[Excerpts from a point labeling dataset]
══════════
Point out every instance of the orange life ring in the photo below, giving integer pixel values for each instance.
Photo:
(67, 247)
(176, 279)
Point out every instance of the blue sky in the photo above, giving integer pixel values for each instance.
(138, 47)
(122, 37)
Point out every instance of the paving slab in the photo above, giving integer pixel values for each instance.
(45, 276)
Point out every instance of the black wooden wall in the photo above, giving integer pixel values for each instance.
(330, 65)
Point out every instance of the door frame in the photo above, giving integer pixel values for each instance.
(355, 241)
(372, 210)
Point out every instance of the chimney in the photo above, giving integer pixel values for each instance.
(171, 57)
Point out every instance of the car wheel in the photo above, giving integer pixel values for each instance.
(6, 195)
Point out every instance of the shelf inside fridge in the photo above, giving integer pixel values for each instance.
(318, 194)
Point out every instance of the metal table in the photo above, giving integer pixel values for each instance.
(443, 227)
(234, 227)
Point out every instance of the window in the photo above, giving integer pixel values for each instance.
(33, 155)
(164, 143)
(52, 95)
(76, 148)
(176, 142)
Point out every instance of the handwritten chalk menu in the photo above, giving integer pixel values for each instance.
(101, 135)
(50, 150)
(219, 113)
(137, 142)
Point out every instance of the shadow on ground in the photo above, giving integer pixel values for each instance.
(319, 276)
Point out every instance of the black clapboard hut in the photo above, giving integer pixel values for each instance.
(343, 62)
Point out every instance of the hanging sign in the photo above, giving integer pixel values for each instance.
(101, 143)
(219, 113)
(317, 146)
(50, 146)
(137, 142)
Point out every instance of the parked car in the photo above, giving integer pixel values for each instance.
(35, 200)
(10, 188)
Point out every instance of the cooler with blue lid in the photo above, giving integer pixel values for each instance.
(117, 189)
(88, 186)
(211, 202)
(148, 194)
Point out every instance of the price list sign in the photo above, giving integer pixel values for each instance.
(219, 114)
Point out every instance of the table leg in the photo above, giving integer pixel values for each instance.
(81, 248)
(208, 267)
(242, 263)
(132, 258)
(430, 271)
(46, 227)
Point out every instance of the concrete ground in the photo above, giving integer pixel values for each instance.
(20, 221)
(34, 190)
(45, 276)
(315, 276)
══════════
:: OBJECTIVE ::
Copy out all of the material above, renaming "integer pixel values" to "whole-number pixel coordinates" everywhere it occurs and keeping every other word the same.

:: FULL ANSWER ::
Point out every instance of the orange life ring in the photo below, giving whole-number pixel coordinates for each instance.
Photo:
(67, 247)
(176, 279)
Point out every instance of the blue sky in the photo above, giving whole-number pixel coordinates for each instance.
(138, 47)
(122, 37)
Point out every instance of the paving slab in the photo above, giving whole-number pixel coordinates for each instance.
(45, 276)
Point out every instance of the black wooden wall in the photo above, giving whole-number pixel coordinates for each instance.
(330, 65)
Point out every instance of the door frame in the photo above, giving whole-number pixel coordinates for each instance.
(355, 241)
(372, 210)
Point out every instance of the chimney in the photo above, giving whole-number pixel coordinates for each instance.
(171, 57)
Point out every instance of the car wheel in the photo above, giving whole-number pixel coordinates for each instance.
(6, 195)
Point out every instance of the shelf inside fridge in the photo above, giving whole-number pixel coordinates for each instance.
(318, 194)
Point out every instance of the metal table in the photo above, giving whole-number pixel coordinates for each instance.
(443, 227)
(234, 227)
Point out every instance of the window in the photo above, giving whole-number pixel coordinates for each instance.
(33, 155)
(164, 143)
(52, 95)
(76, 148)
(176, 142)
Point out every instance of the handwritten chalk menu in the photo above, giving whole-number pixel coordinates for each instance.
(101, 135)
(50, 150)
(219, 113)
(137, 142)
Point out every instance of the shadow on ground in the photo above, giving whole-number pixel coordinates for each instance.
(319, 276)
Point out every instance of the black clapboard hut in the photo above, giving whole-number pixel coordinates for each instance.
(343, 62)
Point out every instance of the hanging sign in the photo above, giving whole-number pixel coordinates for each instance.
(101, 143)
(219, 113)
(317, 146)
(50, 146)
(137, 142)
Point out every instance of the parked car in the photo above, giving whole-number pixel coordinates for each instance.
(35, 200)
(10, 188)
Point out every instance of the cooler with blue lid in the photo above, giving whole-number pixel coordinates for each instance.
(117, 189)
(88, 186)
(211, 202)
(148, 194)
Point out every instance of the price list sign in the photo above, giving whole-number pixel coordinates for each instance.
(219, 114)
Point out every instance of the table leg in the photo above, giving whole-number pixel coordinates for each instance.
(81, 248)
(208, 267)
(242, 263)
(132, 258)
(430, 271)
(46, 227)
Point out every instance of the concrete ground in the photo above, giving whole-number pixel coordinates for each instance.
(20, 221)
(34, 190)
(45, 276)
(315, 276)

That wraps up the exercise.